◆ GOAL 1 ◆
Return each line in the rows below that contains the word "truck", matching its case exactly.

◆ SELECTION ◆
....................

June 23, 1964: Premiere of ‘Hot Line’ – with Gore Vidal on Panel – Becomes Subject of FBI Report

Top: Logo for “Hot Line,” from left: Vidal, Susskind, Kilgallen and Coffin in the 1960s; bottom inset: excerpt from FBI report on the show in which a word or phrase describing Vidal was redacted


“Television’s talk shows are the ultimate form of decadence,” Gore Vidal said, in an interview with the New York Times in June 1964. “We have reached the point where we gladly sit and let the machine talk to us. The talkathon has replaced the dance marathon. The question is, can Zsa Zsa Gabor talk for 24 hours? Should prizes be awarded to the person who asks the most interminably inane question?”

The interview was prompted by Vidal’s appearance earlier that month on the debut of “Hot Line,” a live call-in television show produced by David Susskind, a talk show host known for supporting liberal causes. In addition to Vidal and Susskind, the panel that Tuesday night, June 23, 1964, had included columnist Dorothy Kilgallen and the Reverend William Sloane Coffin of Yale University.

....................

◆ Lines of data ◆
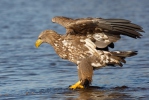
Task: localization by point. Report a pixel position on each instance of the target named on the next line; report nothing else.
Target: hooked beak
(38, 43)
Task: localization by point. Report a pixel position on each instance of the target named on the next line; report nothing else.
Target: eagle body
(86, 43)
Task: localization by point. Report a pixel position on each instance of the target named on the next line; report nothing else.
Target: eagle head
(46, 36)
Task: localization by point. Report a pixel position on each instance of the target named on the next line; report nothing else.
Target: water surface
(27, 73)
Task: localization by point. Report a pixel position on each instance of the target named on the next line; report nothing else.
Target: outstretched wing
(102, 32)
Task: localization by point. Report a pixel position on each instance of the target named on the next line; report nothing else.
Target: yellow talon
(76, 85)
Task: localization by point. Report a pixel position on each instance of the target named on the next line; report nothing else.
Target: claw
(76, 86)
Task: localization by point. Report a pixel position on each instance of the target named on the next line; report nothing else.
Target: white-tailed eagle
(86, 43)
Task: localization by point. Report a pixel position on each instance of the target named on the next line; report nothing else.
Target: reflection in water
(27, 73)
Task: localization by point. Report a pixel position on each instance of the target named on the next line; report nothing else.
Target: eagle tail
(124, 54)
(120, 56)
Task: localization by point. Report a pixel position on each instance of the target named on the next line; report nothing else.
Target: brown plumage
(86, 43)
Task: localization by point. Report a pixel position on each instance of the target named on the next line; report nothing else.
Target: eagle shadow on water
(87, 42)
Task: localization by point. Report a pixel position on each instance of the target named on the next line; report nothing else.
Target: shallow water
(28, 73)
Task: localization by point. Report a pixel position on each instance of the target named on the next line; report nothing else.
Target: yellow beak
(38, 43)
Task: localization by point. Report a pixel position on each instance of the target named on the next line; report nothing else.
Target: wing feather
(111, 28)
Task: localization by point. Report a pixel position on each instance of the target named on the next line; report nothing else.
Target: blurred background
(28, 73)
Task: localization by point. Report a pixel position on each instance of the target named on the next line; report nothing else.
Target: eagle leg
(77, 85)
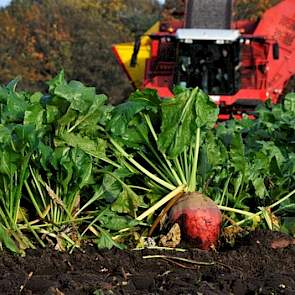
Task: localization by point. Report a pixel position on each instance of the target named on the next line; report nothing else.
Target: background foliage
(39, 37)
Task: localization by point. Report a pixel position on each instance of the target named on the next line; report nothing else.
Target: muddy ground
(253, 266)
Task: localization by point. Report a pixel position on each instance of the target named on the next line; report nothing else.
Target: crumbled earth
(260, 263)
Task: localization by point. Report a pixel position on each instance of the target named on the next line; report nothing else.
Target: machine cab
(209, 59)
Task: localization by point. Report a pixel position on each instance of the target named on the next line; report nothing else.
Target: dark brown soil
(251, 267)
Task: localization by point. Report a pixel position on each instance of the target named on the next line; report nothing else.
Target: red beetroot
(199, 219)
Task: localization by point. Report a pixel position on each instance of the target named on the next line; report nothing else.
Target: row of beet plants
(74, 169)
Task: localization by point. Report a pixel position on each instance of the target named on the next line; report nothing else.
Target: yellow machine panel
(124, 51)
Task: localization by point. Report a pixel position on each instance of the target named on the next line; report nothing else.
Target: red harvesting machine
(239, 64)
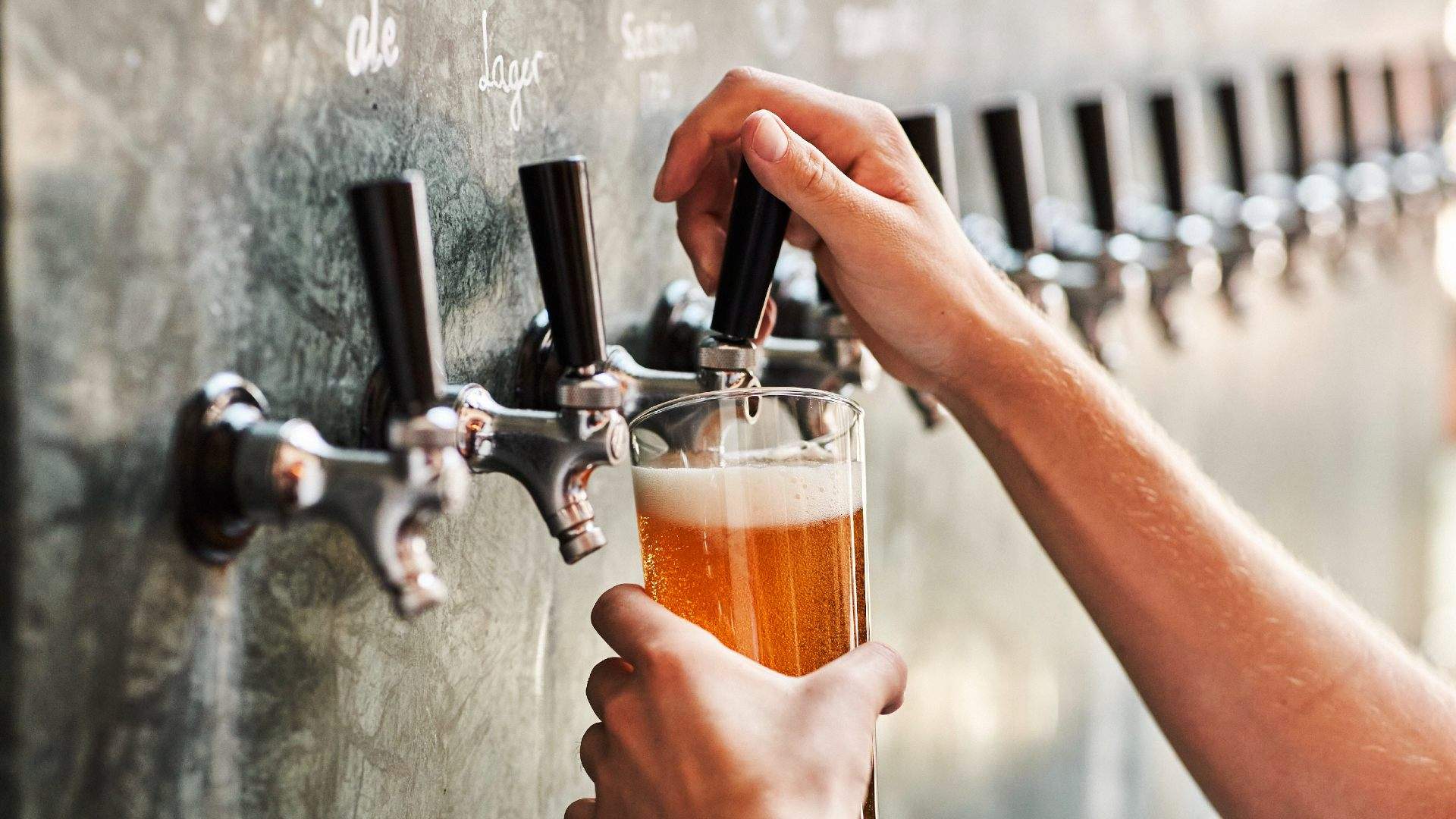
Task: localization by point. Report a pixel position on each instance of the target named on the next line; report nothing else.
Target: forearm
(1253, 667)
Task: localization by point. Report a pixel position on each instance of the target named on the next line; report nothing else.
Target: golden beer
(752, 518)
(770, 560)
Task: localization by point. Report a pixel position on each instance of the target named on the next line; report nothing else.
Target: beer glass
(752, 518)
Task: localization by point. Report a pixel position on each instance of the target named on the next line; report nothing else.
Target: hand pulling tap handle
(756, 226)
(400, 268)
(1103, 137)
(558, 210)
(1014, 139)
(929, 133)
(1411, 117)
(1302, 152)
(1231, 118)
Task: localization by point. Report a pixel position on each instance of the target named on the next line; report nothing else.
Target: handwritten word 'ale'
(370, 44)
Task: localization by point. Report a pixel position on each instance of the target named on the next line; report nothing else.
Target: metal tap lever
(756, 226)
(1106, 145)
(1363, 143)
(1416, 162)
(237, 468)
(400, 270)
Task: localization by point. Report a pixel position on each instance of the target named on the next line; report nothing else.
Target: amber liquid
(788, 596)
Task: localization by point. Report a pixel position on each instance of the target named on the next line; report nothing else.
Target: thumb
(871, 675)
(792, 169)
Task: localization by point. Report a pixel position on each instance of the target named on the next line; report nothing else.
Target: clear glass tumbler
(752, 518)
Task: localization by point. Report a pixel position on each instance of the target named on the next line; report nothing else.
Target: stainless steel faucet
(1416, 161)
(1071, 283)
(693, 344)
(1152, 251)
(552, 453)
(237, 469)
(1365, 139)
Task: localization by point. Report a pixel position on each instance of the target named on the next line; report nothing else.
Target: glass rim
(746, 392)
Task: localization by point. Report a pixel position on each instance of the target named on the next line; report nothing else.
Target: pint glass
(752, 518)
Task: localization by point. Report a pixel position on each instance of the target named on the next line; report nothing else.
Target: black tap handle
(558, 215)
(400, 268)
(1228, 99)
(929, 131)
(1014, 139)
(1363, 124)
(1292, 104)
(1103, 133)
(1178, 133)
(756, 224)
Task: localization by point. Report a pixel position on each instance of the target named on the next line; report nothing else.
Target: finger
(843, 121)
(638, 627)
(792, 169)
(770, 316)
(593, 749)
(607, 679)
(873, 675)
(800, 234)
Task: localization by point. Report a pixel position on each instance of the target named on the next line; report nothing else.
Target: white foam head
(733, 496)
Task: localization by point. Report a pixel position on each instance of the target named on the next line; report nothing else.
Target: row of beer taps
(1375, 161)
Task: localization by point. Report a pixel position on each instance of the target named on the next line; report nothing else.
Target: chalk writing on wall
(372, 42)
(653, 41)
(509, 77)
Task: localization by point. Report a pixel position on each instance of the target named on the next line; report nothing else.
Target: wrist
(1001, 341)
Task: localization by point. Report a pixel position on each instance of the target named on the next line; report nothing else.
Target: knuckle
(887, 659)
(609, 602)
(740, 76)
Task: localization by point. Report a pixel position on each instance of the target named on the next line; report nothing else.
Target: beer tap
(717, 335)
(1365, 149)
(807, 311)
(552, 453)
(1442, 80)
(237, 468)
(1142, 243)
(1310, 187)
(1030, 254)
(929, 133)
(1247, 221)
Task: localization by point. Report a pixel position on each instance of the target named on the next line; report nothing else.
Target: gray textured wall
(174, 177)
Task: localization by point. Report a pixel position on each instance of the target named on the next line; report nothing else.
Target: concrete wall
(174, 175)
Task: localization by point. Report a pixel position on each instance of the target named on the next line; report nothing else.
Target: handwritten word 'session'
(655, 38)
(370, 46)
(509, 77)
(864, 33)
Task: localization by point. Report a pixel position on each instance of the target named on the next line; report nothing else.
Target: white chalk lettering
(510, 79)
(655, 38)
(370, 46)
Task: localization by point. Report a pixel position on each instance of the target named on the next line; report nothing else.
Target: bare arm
(1280, 695)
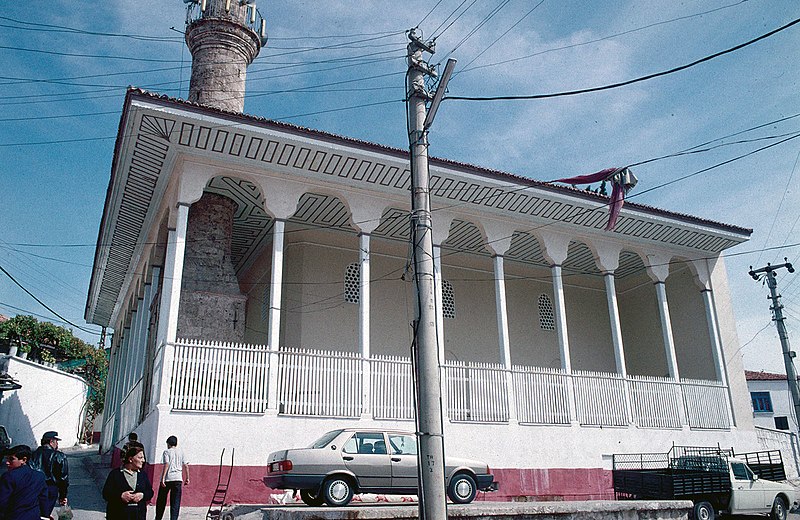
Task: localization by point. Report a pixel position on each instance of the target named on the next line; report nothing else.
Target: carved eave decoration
(155, 131)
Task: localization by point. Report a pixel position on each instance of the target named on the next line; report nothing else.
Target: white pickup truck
(715, 480)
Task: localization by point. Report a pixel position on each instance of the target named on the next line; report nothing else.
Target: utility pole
(430, 434)
(777, 309)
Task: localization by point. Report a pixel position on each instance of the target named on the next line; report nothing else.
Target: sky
(340, 66)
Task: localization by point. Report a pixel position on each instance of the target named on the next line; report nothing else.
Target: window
(365, 443)
(761, 402)
(352, 283)
(448, 300)
(403, 444)
(547, 319)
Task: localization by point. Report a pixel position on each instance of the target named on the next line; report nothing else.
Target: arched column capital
(657, 266)
(555, 247)
(606, 255)
(498, 235)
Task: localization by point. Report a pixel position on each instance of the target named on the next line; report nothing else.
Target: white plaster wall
(203, 436)
(530, 344)
(641, 331)
(49, 399)
(689, 326)
(781, 403)
(590, 343)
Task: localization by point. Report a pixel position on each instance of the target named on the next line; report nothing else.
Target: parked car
(356, 460)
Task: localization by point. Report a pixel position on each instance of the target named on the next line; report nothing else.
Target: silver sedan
(358, 460)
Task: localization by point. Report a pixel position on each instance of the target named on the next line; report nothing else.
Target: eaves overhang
(154, 130)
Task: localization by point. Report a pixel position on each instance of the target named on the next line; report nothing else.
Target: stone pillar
(363, 326)
(275, 294)
(222, 46)
(502, 329)
(212, 306)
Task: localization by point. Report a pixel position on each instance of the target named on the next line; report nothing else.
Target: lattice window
(448, 300)
(352, 283)
(547, 319)
(265, 303)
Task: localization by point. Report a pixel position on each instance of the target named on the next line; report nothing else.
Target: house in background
(773, 416)
(255, 275)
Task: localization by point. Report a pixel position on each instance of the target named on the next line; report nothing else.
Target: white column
(666, 331)
(275, 295)
(563, 340)
(363, 326)
(170, 301)
(716, 346)
(502, 330)
(437, 292)
(616, 328)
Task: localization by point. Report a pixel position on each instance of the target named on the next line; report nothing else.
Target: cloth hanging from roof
(622, 181)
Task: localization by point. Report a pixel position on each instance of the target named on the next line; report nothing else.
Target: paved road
(87, 502)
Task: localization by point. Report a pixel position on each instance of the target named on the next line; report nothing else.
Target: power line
(628, 82)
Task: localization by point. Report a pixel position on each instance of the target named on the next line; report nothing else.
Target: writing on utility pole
(768, 273)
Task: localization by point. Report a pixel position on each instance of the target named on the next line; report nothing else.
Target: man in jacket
(53, 463)
(23, 492)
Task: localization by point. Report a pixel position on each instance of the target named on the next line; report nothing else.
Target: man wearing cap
(53, 463)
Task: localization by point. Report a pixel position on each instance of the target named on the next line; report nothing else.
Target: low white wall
(49, 399)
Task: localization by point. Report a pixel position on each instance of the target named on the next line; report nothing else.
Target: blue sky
(339, 67)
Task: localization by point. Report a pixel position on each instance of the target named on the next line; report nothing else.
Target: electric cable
(630, 81)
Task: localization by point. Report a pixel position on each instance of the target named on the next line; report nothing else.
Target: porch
(240, 378)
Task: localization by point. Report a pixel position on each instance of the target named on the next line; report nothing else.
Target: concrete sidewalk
(87, 475)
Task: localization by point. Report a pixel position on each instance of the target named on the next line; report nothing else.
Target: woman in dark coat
(127, 489)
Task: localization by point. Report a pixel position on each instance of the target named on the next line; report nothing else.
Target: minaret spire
(224, 37)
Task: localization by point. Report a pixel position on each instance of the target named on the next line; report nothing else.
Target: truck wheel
(462, 489)
(337, 491)
(310, 499)
(779, 511)
(704, 511)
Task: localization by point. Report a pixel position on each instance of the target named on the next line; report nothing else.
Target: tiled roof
(489, 172)
(752, 375)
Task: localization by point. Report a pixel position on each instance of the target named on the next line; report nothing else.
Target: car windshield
(325, 439)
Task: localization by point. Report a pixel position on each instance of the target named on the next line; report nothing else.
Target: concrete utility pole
(430, 434)
(777, 309)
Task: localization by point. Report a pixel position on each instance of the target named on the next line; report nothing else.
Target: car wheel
(704, 511)
(310, 499)
(462, 489)
(779, 510)
(337, 491)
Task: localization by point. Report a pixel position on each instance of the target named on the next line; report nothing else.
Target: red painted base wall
(246, 486)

....................

◆ GOAL 2 ◆
Reproduce the article about the Hot Line premiere from "The interview was" to "of Yale University.", renaming "Vidal" to "the guest" wherever it occurs in that span.

◆ CORRECT RESPONSE 1 ◆
Target: white pickup truck
Target: truck wheel

◆ CORRECT RESPONSE 2 ◆
The interview was prompted by the guest’s appearance earlier that month on the debut of “Hot Line,” a live call-in television show produced by David Susskind, a talk show host known for supporting liberal causes. In addition to the guest and Susskind, the panel that Tuesday night, June 23, 1964, had included columnist Dorothy Kilgallen and the Reverend William Sloane Coffin of Yale University.